**EXERCISE PROMPT:** Without the pictures, print each of the records below exactly as it appears.

**TASK INPUTS:**
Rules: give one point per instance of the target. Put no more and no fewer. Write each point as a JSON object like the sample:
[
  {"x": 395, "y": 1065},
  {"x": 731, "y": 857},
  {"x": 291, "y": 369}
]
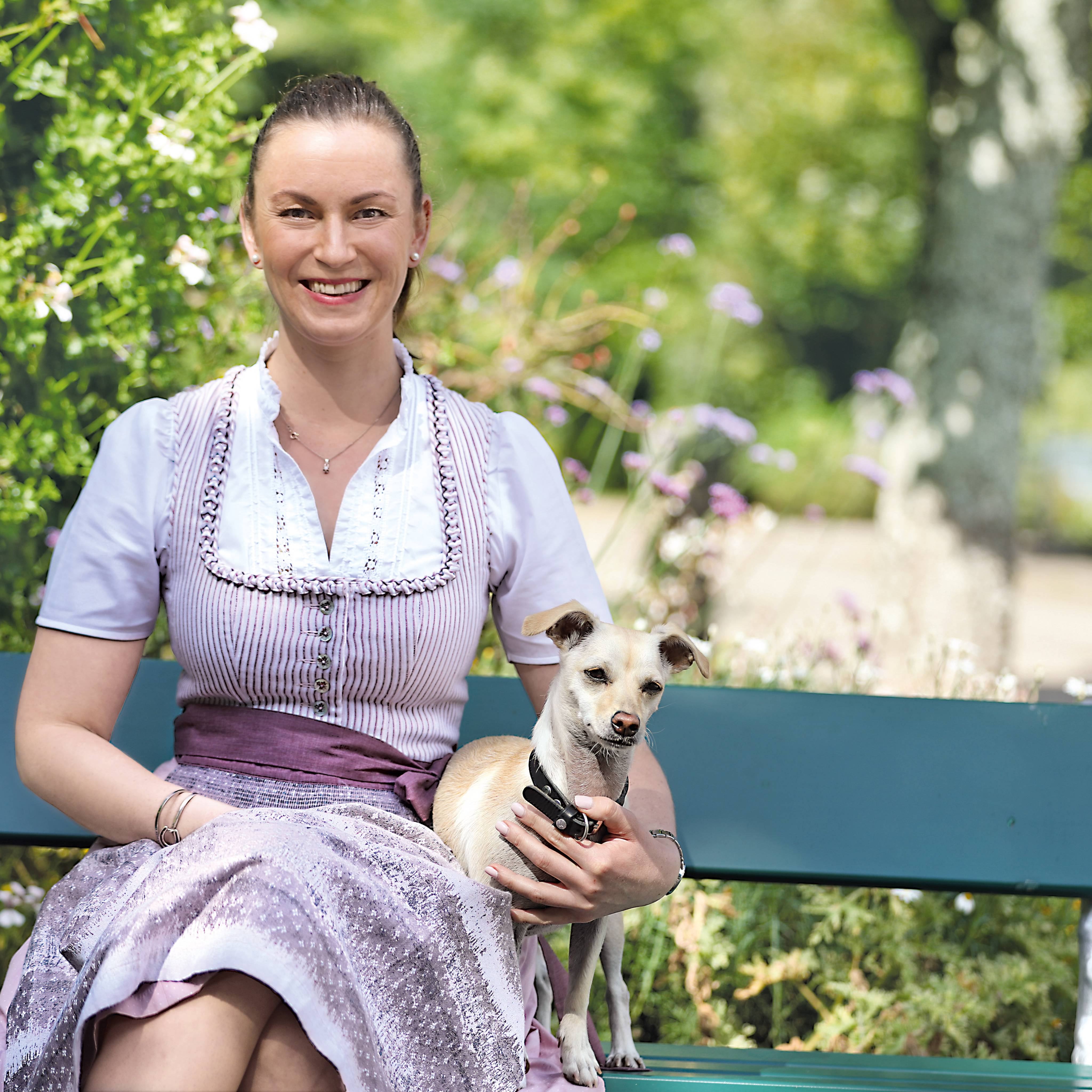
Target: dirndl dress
[{"x": 401, "y": 970}]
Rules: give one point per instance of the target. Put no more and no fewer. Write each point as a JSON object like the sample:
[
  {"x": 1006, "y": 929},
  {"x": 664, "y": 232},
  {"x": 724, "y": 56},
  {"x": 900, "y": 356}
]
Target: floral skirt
[{"x": 400, "y": 969}]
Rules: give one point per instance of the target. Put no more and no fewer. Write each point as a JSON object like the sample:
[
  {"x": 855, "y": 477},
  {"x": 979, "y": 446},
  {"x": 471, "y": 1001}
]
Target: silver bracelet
[{"x": 668, "y": 834}]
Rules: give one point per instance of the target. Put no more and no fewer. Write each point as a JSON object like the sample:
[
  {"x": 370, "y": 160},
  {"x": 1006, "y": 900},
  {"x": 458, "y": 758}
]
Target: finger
[
  {"x": 545, "y": 895},
  {"x": 541, "y": 856},
  {"x": 617, "y": 820}
]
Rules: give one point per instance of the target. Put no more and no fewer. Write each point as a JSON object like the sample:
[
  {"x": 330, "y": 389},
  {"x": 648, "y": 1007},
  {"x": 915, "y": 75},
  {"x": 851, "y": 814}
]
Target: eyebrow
[{"x": 304, "y": 199}]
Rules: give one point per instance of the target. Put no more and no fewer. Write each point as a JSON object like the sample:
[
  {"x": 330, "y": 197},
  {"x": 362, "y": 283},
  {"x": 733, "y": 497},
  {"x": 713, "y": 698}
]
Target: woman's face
[{"x": 334, "y": 224}]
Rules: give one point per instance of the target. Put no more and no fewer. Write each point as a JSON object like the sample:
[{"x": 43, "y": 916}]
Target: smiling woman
[{"x": 327, "y": 530}]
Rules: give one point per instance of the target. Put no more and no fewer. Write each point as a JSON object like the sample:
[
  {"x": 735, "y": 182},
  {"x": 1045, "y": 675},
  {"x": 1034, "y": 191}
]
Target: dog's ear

**RESULT FOR THIS EXERCISE:**
Rules: give one point per instance of the target. Put no more and no fewer. Write each point as a JSON object like the sample:
[
  {"x": 395, "y": 1065},
  {"x": 731, "y": 857},
  {"x": 291, "y": 369}
]
Target: dirndl dress
[{"x": 401, "y": 970}]
Rules: give one point per instance of the target. Put no more and no fewer. Write each point as a JSON object like the sample:
[
  {"x": 1006, "y": 929},
  {"x": 664, "y": 232},
  {"x": 724, "y": 56},
  {"x": 900, "y": 356}
]
Target: floral skirt
[{"x": 400, "y": 969}]
Rules: give one point per instance of the target. Put no more and no fewer. Write each point as a JSON object like the sample:
[
  {"x": 855, "y": 477},
  {"x": 979, "y": 446},
  {"x": 471, "y": 1001}
]
Target: silver bracelet
[{"x": 668, "y": 834}]
Rules: give one point per instance of the target. Put no more and no fewer. Write each point as a JSON object like the sample:
[
  {"x": 370, "y": 160},
  {"x": 1006, "y": 900},
  {"x": 458, "y": 758}
]
Target: finger
[
  {"x": 545, "y": 895},
  {"x": 541, "y": 856},
  {"x": 617, "y": 820}
]
Rules: give one point per instance of the target. Put no more and no fewer. Write each point as a JSON object like the sample:
[
  {"x": 330, "y": 389},
  {"x": 648, "y": 1007},
  {"x": 915, "y": 75},
  {"x": 851, "y": 814}
]
Target: eyebrow
[{"x": 304, "y": 199}]
Rules: give one point per instance of the target. Put no more and no fewer. Write each point as a JSON object like the sample:
[
  {"x": 330, "y": 197},
  {"x": 362, "y": 283},
  {"x": 733, "y": 497},
  {"x": 713, "y": 698}
]
Target: woman's face
[{"x": 334, "y": 224}]
Rules: give one point per instance of the target. Put no more and no fewer. Write each point as a JSON object like the sample:
[{"x": 43, "y": 916}]
Target: smiling woman
[{"x": 327, "y": 530}]
Rules: give one point per instance of the target. Put no more and no fewer. Write each point as a JSON object like the sample:
[
  {"x": 735, "y": 182},
  {"x": 1045, "y": 675},
  {"x": 1034, "y": 191}
]
Target: dog's ear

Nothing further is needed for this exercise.